==== Document text

Hillbilly carpentry, endless snow and winnowing out the pantry.

Mr. Butters got a steroid shot and his nails clipped (much high drama - I think we cleared the waiting room) and we are now just keeping an eye on him to see if it will do the trick.  If not, the next step is an allergy panel to see if we can find the cause of his itchy rash.  My vet loves him - screaming meemies and all - and Mr. B does play it up big time; looking at him with large, adoring eyes.  Putting his front flippers on his knee and wagging his entire body.  Geesh.


Until I can get to a hardware store to pick up the replacement hinges for the deck gate (and chicken door, and fence gate, and...and...), I had to improvise.  The judicious placement of baling twine and the dogs' tennis ball toy seems to have done the trick
Baling twine (left) and tennis ball/rope toy (right).


If you look out from the deck, you can see the pergola, stacked like a giant erector set.  Once the remaining glacier of snow melts and releases the remaining upright (using the term loosely) post, we will re-erect it.  Hopefully, this time with better bracing and far enough from the roof line that any avalanche will not give us a repeat performance.


You may also see in the photograph above the snow.  Yes, while I was doing a happy dance at the overnight temperatures in the mid-20s, I had yet to look outside.  When I did, it was a sad dance, indeed.  At least it should not stick to the ground, but fercryinoutloud.

========
==== Extracted information

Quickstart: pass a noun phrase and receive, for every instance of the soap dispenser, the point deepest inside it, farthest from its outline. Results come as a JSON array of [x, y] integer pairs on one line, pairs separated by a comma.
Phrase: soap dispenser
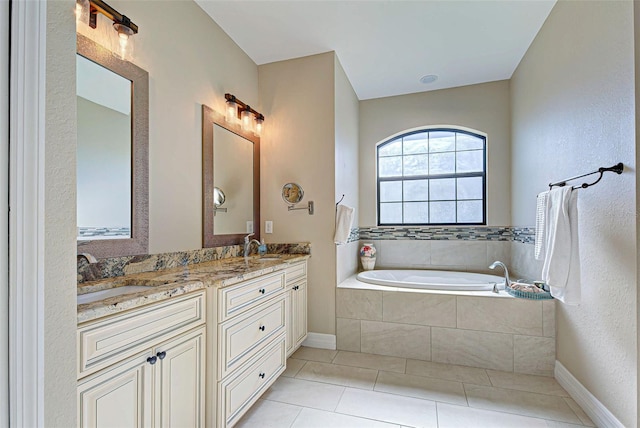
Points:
[[262, 249]]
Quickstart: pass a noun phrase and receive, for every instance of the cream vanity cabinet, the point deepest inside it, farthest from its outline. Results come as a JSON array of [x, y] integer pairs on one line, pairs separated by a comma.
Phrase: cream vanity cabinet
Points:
[[144, 367], [296, 305]]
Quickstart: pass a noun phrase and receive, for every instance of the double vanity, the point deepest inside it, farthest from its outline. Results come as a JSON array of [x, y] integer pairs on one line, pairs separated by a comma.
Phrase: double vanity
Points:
[[193, 346]]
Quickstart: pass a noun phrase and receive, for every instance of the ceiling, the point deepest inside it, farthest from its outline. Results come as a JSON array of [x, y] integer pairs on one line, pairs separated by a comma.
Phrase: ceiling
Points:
[[385, 47]]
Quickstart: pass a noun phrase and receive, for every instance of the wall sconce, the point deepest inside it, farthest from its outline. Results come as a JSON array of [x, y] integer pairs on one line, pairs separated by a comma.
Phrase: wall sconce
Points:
[[89, 9], [250, 120]]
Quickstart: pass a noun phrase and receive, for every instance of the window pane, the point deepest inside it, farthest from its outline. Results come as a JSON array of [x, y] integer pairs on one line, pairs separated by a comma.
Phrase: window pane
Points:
[[392, 148], [390, 167], [416, 143], [391, 191], [390, 213], [443, 189], [415, 165], [442, 163], [469, 211], [416, 190], [442, 212], [468, 142], [470, 188], [442, 141], [416, 212], [471, 161]]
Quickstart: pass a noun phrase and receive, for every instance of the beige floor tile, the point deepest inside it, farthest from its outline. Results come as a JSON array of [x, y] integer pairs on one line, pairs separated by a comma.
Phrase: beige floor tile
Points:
[[584, 418], [314, 354], [370, 361], [520, 402], [269, 414], [388, 407], [450, 416], [304, 393], [421, 387], [448, 372], [354, 377], [311, 418], [523, 382], [293, 367]]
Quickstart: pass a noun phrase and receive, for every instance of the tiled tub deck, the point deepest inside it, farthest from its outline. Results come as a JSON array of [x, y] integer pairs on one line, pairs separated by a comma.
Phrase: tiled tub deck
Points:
[[482, 330]]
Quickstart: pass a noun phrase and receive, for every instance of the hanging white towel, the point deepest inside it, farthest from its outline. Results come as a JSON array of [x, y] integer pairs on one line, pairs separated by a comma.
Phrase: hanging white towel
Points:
[[344, 220], [541, 208], [561, 269]]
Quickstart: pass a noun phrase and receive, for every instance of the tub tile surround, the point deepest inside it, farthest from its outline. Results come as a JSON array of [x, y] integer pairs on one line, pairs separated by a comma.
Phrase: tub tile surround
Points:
[[120, 266], [498, 333], [402, 392]]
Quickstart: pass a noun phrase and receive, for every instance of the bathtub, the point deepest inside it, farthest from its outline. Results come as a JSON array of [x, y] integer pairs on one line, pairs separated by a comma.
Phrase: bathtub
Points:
[[432, 280]]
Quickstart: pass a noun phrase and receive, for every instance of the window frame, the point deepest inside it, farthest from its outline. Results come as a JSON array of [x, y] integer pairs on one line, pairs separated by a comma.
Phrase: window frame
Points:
[[403, 179]]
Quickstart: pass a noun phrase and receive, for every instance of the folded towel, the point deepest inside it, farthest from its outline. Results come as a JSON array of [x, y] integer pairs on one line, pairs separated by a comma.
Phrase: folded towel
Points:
[[344, 220], [541, 208], [561, 269]]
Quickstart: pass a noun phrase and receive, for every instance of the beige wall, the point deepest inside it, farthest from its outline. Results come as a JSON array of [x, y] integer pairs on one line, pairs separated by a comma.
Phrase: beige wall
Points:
[[346, 167], [191, 62], [298, 145], [573, 111], [483, 107], [59, 246]]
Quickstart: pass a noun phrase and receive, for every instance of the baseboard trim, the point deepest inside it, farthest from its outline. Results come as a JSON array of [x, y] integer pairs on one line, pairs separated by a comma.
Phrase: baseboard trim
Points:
[[598, 413], [320, 340]]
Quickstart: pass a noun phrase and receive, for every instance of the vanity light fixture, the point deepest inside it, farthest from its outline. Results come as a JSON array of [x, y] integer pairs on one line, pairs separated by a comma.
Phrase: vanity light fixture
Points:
[[250, 120], [121, 23]]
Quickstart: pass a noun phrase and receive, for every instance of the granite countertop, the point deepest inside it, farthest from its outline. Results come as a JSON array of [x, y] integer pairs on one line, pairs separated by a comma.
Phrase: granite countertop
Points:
[[169, 283]]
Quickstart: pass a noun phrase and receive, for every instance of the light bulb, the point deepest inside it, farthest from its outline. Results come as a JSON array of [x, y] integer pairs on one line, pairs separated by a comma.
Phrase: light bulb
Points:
[[259, 123], [245, 118], [232, 110]]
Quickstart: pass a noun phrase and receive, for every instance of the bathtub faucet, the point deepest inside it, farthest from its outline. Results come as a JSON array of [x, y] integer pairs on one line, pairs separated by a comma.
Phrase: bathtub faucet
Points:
[[507, 281]]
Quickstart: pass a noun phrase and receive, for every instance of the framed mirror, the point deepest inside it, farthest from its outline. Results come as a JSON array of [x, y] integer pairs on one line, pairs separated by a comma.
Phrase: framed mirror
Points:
[[230, 162], [112, 153]]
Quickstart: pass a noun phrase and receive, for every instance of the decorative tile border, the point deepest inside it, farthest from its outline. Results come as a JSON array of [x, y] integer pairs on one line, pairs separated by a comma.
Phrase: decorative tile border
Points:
[[476, 233], [119, 266]]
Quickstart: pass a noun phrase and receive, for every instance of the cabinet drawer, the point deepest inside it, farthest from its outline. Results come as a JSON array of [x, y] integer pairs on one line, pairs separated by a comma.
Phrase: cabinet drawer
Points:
[[112, 339], [248, 294], [240, 391], [295, 272], [242, 337]]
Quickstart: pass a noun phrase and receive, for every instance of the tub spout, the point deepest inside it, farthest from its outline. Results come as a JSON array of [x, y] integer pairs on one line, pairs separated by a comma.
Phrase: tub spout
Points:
[[497, 263]]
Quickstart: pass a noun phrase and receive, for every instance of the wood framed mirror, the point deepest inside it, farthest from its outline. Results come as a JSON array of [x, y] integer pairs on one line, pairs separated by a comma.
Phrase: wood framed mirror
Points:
[[113, 153], [230, 162]]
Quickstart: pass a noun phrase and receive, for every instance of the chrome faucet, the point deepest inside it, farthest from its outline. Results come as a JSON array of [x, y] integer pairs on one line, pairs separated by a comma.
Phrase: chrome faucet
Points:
[[507, 281], [247, 244], [89, 257]]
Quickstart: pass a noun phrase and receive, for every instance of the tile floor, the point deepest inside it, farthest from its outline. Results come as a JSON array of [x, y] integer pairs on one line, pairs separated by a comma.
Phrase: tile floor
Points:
[[332, 389]]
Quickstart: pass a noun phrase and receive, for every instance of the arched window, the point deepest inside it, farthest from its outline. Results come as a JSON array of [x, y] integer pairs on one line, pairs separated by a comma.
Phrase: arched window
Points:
[[432, 177]]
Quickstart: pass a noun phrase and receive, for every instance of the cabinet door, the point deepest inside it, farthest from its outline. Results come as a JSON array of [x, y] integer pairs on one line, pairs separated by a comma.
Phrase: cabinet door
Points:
[[299, 311], [119, 396], [180, 381]]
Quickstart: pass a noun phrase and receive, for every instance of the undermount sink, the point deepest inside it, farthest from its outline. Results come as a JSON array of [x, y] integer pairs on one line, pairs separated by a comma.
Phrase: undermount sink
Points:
[[111, 292]]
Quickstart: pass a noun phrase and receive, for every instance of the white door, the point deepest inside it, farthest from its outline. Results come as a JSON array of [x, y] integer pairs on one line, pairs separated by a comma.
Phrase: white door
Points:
[[180, 381], [119, 396]]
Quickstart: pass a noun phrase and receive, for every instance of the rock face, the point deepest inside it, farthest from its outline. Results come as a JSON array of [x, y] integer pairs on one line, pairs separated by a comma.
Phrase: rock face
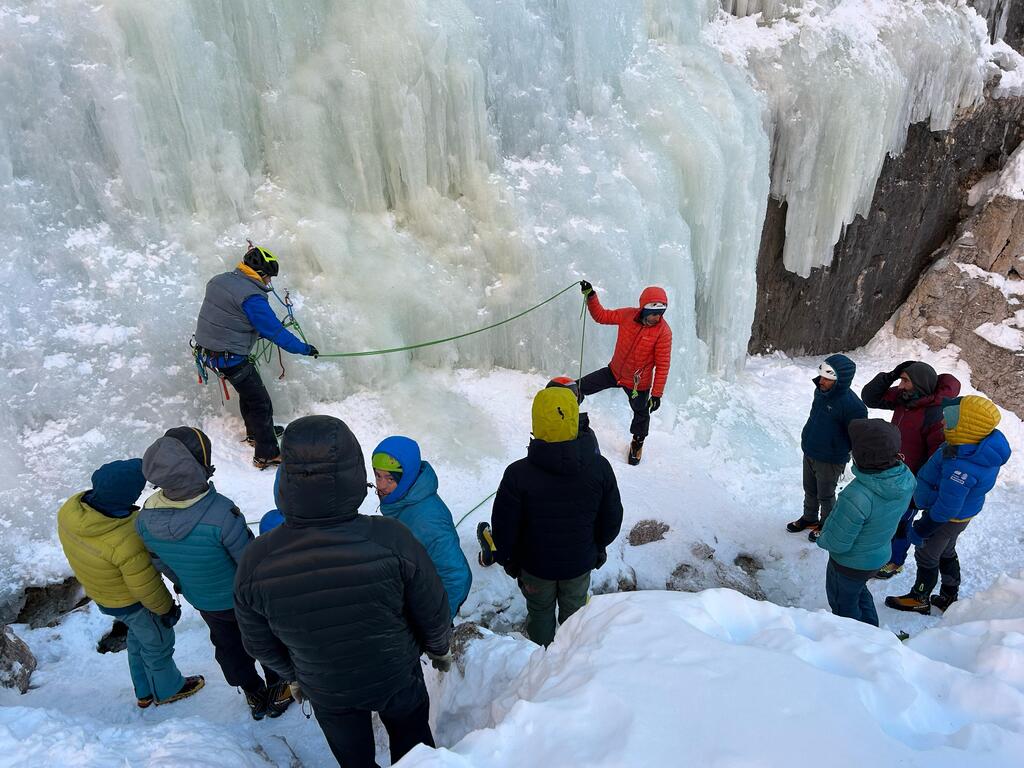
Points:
[[916, 207], [16, 662], [974, 297], [704, 571]]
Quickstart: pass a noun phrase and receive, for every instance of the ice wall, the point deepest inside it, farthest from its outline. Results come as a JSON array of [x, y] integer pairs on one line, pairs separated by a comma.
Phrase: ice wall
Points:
[[844, 80], [421, 168]]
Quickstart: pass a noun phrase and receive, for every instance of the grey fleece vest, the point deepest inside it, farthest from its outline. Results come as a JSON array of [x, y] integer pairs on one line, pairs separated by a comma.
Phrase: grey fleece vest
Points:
[[222, 325]]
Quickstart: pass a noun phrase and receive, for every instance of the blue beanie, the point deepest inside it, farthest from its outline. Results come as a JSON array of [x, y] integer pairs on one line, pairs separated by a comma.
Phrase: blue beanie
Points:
[[407, 452], [116, 487]]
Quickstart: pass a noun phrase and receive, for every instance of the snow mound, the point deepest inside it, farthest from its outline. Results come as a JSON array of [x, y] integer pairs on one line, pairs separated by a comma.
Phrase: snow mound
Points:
[[654, 678]]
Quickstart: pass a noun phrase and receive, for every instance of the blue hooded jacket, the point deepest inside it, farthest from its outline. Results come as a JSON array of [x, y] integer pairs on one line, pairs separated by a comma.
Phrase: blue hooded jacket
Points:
[[825, 436], [952, 484], [416, 504]]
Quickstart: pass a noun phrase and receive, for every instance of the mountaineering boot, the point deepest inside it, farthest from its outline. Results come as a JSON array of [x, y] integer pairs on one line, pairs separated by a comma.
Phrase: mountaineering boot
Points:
[[262, 464], [798, 525], [278, 432], [636, 451], [115, 640], [257, 701], [888, 570], [486, 556], [193, 686], [279, 697], [946, 597]]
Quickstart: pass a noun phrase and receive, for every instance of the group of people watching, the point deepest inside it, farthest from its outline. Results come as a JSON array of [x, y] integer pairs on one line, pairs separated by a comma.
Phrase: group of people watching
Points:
[[336, 607], [938, 458]]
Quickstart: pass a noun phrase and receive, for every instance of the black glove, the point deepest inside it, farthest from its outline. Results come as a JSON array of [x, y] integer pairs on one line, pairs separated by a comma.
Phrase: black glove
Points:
[[171, 617], [894, 374]]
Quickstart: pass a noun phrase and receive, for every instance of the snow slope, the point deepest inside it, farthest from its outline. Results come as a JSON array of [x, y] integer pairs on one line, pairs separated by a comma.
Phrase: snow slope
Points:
[[722, 469]]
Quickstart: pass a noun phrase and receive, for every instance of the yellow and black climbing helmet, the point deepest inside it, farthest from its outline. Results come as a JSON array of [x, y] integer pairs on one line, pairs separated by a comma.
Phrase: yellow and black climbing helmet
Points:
[[262, 261]]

========

● **Written problem A**
Answer the following from the blog post, one line each:
(i) What did Mr. Butters receive at the vet?
(ii) Which two items were used to improvise a fix for the deck gate?
(iii) What has to melt before the remaining post of the pergola is released?
● **Written problem B**
Carry on the blog post about Mr. Butters, the makeshift gate fixes and the late snow, picking up right after its final sentence.

● **Expected output A**
(i) A steroid shot and a nail clipping.
(ii) Baling twine and the dogs' tennis ball toy.
(iii) The remaining glacier of snow.

● **Expected output B**
After I had finished inoculating at M's last Saturday, I got a tour of what was happening on the farm.  This involved walking into a deliciously warm greenhouse, carpeted with early spring greens.  It's amazing how much better one feels when gazing upon green things.  When I left a little later, they bestowed a bag of freshly picked greens.  I am portioning them out very carefully.  My lunches have reflected my efforts to empty out my canning shelves - sometimes successfully, sometimes not so much.
Belden Farm greens, hard-boiled duck egg,
dilly beans from 2015.
While the dilly beans in the salad pictured above were, er, edible, they also tended to go down the gullet like napalm.  ACK!  Luckily, I only had six pints left, so those will go out to the compost.  I'm onto the pickled, spiced red cabbage next.  Thank goodness for compost...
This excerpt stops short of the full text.